## GIVEN TEXT
* BEGIN *
Skip to main content

5 Prayer Helps for 2017

2017 is officially upon us and with a new year comes a fresh reminder that we desperately need the Lord’s grace to see us through or we’re doomed. A resolution to pray more in 2017 is a good one, but the problem comes when we don’t know exactly what to pray or the proper manner in which to pray. In 2 Chronicles 20, the author narrates for us a crisis moment in King Jehoshaphat’s life and his prayerful reaction. I see at least five principles we can draw for our own prayer lives from the situation found in 2 Chronicles 20.
  1. Set your face to seek the Lord
When King Jehoshaphat was informed that a massive army of Moabites, Ammonites, and Meunites was encroaching on the people of Judah, he responded wisely. We are told in 2 Chronicles 20:3b-4 that he: “Set his face to seek the LORD, and proclaimed a fast throughout all Judah. And Judah assembled to seek help from the LORD; from all the cities of Judah they came to seek the LORD.” Instead of seeking help from another nation or a trusted battle plan, King Jehoshaphat sought Yahweh Himself. The emergency prayer meeting the king called for wasn’t a casual tipping of the hat to God. It was a blood-earnest plea that included fasting. As Dr. Don Whitney has said, fasting puts an exclamation point on the sentence, “I need God”. If in our prayer lives there is no serious setting of our faces to seek the Lord, we ought not be surprised when He doesn’t show. God told the exiled Jews through Jeremiah, “You will seek me and find me, when you seek me with all your heart” (Jeremiah 29:13). There is a running joke at our house that if something goes missing, my first search for the item is not a very good one. I hurriedly glance around the room and often don’t see something that is right in front of me because I’m not very focused. Our prayer lives cannot be haphazard and random if we wish to know the Lord more in 2017. It may be that a monthly time of fasting combined with your prayers can help you seek the Lord more fervently.
* END *
## WRITTEN REQUEST
Translate this sentence from the prayer article above into Spanish: "Our prayer lives cannot be haphazard and random if we wish to know the Lord more in 2017."

## EXTRACTED DATA
* BEGIN *
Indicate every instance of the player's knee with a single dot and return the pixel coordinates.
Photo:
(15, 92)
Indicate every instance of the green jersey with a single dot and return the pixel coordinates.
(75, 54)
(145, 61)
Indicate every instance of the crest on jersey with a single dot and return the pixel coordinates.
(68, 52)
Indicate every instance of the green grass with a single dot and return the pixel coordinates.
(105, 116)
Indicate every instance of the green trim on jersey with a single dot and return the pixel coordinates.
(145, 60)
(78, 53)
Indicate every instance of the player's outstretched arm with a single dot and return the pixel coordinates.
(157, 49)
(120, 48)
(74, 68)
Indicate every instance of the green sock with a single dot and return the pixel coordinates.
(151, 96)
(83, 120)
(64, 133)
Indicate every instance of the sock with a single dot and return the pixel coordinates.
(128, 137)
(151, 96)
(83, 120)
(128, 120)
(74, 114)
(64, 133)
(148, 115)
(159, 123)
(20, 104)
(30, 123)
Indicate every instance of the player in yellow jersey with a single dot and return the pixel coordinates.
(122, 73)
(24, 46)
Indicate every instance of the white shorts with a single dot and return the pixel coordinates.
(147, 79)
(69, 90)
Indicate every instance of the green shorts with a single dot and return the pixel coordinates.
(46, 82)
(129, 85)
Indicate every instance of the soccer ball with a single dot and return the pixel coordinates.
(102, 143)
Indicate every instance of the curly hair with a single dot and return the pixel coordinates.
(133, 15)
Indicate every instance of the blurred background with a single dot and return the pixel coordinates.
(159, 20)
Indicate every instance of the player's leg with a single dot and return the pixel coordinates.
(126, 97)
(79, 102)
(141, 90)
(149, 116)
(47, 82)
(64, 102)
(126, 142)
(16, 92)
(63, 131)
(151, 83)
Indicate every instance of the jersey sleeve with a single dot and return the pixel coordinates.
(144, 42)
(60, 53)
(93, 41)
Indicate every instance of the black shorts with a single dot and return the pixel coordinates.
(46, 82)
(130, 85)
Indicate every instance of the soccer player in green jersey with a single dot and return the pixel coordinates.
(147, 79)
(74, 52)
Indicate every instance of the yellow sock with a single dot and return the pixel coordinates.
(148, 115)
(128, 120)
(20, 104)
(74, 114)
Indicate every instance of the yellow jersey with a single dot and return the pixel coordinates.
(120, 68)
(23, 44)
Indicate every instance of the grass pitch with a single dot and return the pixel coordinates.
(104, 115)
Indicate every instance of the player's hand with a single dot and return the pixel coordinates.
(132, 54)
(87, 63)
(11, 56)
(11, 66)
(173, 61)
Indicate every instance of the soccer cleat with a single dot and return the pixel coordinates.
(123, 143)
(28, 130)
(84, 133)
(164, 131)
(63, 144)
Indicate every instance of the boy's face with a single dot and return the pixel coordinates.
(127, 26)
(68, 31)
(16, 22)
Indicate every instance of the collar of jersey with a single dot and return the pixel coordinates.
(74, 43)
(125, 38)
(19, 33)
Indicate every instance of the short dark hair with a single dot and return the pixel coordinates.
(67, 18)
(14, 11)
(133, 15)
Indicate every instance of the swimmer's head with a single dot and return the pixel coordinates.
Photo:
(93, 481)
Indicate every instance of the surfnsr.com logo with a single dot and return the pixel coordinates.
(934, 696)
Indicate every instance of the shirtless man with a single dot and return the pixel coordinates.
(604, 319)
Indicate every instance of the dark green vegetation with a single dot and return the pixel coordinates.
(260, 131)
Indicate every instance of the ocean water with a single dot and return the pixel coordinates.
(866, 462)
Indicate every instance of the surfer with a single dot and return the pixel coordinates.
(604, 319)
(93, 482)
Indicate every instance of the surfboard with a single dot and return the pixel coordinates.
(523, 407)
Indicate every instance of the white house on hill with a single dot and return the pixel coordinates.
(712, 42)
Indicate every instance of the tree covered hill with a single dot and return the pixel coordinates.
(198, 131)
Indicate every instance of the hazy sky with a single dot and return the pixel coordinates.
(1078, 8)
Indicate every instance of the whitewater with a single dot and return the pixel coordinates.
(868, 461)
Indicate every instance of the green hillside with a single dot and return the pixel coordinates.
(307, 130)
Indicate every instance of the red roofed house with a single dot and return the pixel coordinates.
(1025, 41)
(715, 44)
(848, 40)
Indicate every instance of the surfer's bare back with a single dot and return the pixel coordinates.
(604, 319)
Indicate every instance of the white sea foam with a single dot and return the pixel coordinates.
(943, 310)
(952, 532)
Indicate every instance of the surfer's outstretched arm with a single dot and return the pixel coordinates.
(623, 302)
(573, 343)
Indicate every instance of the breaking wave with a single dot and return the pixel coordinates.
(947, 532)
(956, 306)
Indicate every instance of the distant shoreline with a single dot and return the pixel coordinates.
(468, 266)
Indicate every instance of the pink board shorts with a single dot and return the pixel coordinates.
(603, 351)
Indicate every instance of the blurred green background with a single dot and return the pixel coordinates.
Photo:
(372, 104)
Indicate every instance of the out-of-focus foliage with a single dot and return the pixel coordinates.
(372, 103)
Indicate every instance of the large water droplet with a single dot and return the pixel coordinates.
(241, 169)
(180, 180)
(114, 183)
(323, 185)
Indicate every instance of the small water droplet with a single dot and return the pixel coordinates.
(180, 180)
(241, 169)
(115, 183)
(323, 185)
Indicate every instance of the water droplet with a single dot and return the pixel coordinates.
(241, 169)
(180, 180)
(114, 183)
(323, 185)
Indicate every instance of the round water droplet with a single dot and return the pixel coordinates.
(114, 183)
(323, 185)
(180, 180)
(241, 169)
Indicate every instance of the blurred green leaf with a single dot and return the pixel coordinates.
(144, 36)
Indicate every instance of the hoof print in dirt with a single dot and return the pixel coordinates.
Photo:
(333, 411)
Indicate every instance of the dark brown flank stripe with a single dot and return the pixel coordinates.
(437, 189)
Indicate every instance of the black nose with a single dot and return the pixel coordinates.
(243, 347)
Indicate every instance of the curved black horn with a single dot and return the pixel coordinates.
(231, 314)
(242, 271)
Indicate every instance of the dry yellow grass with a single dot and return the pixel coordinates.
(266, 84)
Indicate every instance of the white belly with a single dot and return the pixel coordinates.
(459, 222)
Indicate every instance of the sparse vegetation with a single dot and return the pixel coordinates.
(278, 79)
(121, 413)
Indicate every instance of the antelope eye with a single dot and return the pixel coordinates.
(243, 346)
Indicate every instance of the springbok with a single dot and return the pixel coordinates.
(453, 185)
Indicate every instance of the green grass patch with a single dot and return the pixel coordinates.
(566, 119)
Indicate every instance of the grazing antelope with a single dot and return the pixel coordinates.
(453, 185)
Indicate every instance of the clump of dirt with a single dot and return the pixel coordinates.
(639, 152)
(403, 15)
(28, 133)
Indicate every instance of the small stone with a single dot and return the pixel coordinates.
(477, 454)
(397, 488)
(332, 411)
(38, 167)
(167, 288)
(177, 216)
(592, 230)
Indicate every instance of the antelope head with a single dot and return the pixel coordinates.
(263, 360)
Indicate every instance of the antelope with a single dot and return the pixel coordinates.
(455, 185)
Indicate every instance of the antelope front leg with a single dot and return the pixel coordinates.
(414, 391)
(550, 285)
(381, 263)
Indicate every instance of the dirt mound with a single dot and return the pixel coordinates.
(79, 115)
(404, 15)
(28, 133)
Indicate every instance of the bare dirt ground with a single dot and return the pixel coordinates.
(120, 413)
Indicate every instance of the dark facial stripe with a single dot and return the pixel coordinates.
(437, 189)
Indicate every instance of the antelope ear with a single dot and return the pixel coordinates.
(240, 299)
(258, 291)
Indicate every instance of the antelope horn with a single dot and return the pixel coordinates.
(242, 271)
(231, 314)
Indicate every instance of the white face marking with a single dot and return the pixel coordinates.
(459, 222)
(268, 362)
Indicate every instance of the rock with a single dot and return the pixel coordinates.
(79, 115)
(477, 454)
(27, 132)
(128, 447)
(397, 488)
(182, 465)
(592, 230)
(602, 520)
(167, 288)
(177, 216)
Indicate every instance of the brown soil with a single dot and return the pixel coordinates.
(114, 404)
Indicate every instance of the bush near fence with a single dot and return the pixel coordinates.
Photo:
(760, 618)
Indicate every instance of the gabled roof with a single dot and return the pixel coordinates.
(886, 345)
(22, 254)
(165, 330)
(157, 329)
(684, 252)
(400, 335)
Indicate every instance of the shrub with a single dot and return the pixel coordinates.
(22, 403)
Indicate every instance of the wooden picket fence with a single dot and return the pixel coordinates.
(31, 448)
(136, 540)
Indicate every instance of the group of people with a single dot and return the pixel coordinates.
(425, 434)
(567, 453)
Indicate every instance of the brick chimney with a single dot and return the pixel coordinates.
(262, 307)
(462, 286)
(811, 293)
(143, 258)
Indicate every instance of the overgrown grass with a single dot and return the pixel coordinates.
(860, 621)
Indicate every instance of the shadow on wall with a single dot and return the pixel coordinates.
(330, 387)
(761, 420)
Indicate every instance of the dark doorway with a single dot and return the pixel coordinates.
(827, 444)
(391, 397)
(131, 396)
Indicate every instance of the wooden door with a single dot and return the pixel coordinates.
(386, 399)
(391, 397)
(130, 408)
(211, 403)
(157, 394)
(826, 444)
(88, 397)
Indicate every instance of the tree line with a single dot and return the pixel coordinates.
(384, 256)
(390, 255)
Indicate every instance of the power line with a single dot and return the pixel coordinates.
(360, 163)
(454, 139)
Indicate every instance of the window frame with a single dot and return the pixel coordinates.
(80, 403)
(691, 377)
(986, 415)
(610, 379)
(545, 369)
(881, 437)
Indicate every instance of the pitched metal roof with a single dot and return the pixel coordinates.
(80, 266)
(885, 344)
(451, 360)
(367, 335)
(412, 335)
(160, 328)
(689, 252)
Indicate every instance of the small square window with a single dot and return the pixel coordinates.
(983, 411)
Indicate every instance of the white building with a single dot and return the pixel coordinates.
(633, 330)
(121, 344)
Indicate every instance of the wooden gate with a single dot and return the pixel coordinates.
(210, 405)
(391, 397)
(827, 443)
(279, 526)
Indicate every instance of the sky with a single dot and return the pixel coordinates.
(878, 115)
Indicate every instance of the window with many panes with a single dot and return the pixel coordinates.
* END *
## SOLVED EXERCISE
Nuestras vidas de oración no pueden ser desordenadas y aleatorias si deseamos conocer más al Señor en 2017.